Problem to work on> Write out every line of the entries below as a JSON list of strings, one string per line, with blank lines omitted.

Collected data entries>

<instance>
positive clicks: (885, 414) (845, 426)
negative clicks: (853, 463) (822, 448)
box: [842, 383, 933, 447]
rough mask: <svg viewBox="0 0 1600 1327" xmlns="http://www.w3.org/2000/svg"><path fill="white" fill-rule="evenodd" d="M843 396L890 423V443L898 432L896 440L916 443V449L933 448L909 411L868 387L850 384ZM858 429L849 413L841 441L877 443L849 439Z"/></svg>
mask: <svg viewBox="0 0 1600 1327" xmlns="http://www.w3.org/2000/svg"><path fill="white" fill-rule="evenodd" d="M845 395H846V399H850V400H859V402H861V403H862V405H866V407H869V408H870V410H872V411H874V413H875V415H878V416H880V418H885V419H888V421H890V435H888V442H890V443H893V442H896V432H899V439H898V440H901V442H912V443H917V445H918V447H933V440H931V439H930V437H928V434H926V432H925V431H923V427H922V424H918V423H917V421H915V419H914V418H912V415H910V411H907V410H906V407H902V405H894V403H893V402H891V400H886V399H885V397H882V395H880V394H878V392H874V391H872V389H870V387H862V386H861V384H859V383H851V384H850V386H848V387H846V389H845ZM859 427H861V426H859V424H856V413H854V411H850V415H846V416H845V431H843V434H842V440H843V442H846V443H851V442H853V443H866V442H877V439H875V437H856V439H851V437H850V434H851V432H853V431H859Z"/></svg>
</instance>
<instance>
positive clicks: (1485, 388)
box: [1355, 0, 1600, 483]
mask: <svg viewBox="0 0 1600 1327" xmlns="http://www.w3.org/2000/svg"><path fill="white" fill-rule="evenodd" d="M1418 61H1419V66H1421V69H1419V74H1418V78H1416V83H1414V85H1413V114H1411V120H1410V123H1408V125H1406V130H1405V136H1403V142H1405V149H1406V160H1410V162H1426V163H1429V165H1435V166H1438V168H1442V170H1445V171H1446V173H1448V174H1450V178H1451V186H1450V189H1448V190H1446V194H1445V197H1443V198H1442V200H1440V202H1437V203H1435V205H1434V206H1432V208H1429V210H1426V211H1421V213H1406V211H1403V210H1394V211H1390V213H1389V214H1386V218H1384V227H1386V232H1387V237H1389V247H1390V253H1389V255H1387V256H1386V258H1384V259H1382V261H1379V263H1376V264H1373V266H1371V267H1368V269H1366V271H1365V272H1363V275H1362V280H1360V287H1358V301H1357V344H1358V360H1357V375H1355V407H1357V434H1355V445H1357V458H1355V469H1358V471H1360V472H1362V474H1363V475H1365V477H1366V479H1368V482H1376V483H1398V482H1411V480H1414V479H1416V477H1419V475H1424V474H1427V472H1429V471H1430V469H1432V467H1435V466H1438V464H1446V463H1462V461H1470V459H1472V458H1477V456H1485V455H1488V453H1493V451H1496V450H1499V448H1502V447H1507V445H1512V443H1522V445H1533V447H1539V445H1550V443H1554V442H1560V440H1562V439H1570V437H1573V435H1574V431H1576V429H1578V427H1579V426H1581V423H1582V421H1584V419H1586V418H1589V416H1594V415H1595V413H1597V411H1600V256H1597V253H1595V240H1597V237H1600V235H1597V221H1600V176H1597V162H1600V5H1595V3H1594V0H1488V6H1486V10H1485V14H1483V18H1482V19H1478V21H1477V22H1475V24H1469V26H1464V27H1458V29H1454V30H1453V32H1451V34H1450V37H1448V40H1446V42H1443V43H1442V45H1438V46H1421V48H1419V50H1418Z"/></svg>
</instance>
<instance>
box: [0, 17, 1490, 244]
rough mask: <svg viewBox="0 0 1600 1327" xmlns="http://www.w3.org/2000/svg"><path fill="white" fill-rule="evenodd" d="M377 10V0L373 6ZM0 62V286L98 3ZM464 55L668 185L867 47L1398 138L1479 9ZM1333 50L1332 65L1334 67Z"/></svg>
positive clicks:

Solution to the exercise>
[
  "<instance>",
  "positive clicks: (885, 414) (845, 426)",
  "negative clicks: (853, 463) (822, 448)",
  "box: [842, 383, 933, 447]",
  "rough mask: <svg viewBox=\"0 0 1600 1327\" xmlns=\"http://www.w3.org/2000/svg\"><path fill=\"white\" fill-rule=\"evenodd\" d=\"M843 396L890 423V443L898 432L896 440L916 443V449L933 448L909 411L868 387L850 384ZM858 429L849 413L841 441L877 443L849 439Z\"/></svg>",
  "mask: <svg viewBox=\"0 0 1600 1327\" xmlns=\"http://www.w3.org/2000/svg\"><path fill=\"white\" fill-rule=\"evenodd\" d=\"M845 395H846V399H850V400H859V402H861V403H862V405H866V407H869V408H870V410H872V411H874V413H875V415H878V416H880V418H885V419H888V421H890V435H888V442H890V443H893V442H896V432H899V439H898V440H901V442H912V443H917V445H918V447H933V440H931V439H930V437H928V434H926V432H925V431H923V427H922V424H918V423H917V421H915V419H914V418H912V415H910V411H907V410H906V407H902V405H894V403H893V402H891V400H886V399H885V397H882V395H880V394H878V392H874V391H872V389H870V387H862V386H861V384H859V383H851V384H850V386H848V387H846V389H845ZM859 427H861V426H859V424H856V413H854V411H850V415H846V416H845V431H843V434H842V440H843V442H846V443H851V442H853V443H866V442H877V439H875V437H856V439H851V437H850V434H851V432H853V431H859Z\"/></svg>",
  "</instance>",
  "<instance>",
  "positive clicks: (1485, 388)",
  "box: [1355, 0, 1600, 483]",
  "mask: <svg viewBox=\"0 0 1600 1327\" xmlns=\"http://www.w3.org/2000/svg\"><path fill=\"white\" fill-rule=\"evenodd\" d=\"M1418 61H1419V66H1421V69H1419V74H1418V78H1416V83H1414V85H1413V114H1411V120H1410V123H1408V125H1406V130H1405V136H1403V142H1405V149H1406V160H1410V162H1426V163H1429V165H1435V166H1438V168H1442V170H1445V171H1446V173H1448V174H1450V178H1451V186H1450V189H1448V190H1446V194H1445V197H1443V198H1442V200H1440V202H1437V203H1435V205H1434V206H1432V208H1429V210H1426V211H1421V213H1406V211H1403V210H1394V211H1390V213H1389V214H1386V218H1384V227H1386V232H1387V237H1389V247H1390V253H1389V255H1387V256H1386V258H1384V259H1382V261H1379V263H1376V264H1373V266H1371V267H1368V269H1366V271H1365V272H1363V275H1362V280H1360V287H1358V301H1357V344H1358V360H1357V375H1355V407H1357V434H1355V445H1357V458H1355V469H1358V471H1360V472H1362V474H1363V475H1365V477H1366V479H1368V482H1376V483H1398V482H1411V480H1414V479H1416V477H1419V475H1424V474H1427V472H1429V471H1430V469H1432V467H1435V466H1438V464H1446V463H1462V461H1470V459H1472V458H1477V456H1485V455H1488V453H1493V451H1496V450H1499V448H1502V447H1507V445H1512V443H1522V445H1533V447H1539V445H1550V443H1554V442H1560V440H1562V439H1570V437H1573V435H1574V431H1576V429H1578V427H1579V426H1581V423H1582V421H1584V419H1586V418H1589V416H1594V415H1595V413H1597V411H1600V256H1597V253H1595V240H1597V237H1600V235H1597V221H1600V176H1597V162H1600V5H1595V3H1594V0H1488V6H1486V10H1485V14H1483V18H1482V19H1478V21H1477V22H1475V24H1469V26H1464V27H1458V29H1454V30H1453V32H1451V34H1450V37H1448V40H1446V42H1443V43H1442V45H1438V46H1421V48H1419V50H1418Z\"/></svg>",
  "</instance>",
  "<instance>",
  "box: [0, 17, 1490, 244]",
  "rough mask: <svg viewBox=\"0 0 1600 1327\" xmlns=\"http://www.w3.org/2000/svg\"><path fill=\"white\" fill-rule=\"evenodd\" d=\"M377 10V0L373 6ZM0 62V286L98 3ZM464 55L668 185L867 47L1398 138L1479 9ZM1333 50L1332 65L1334 67Z\"/></svg>",
  "positive clicks:"
]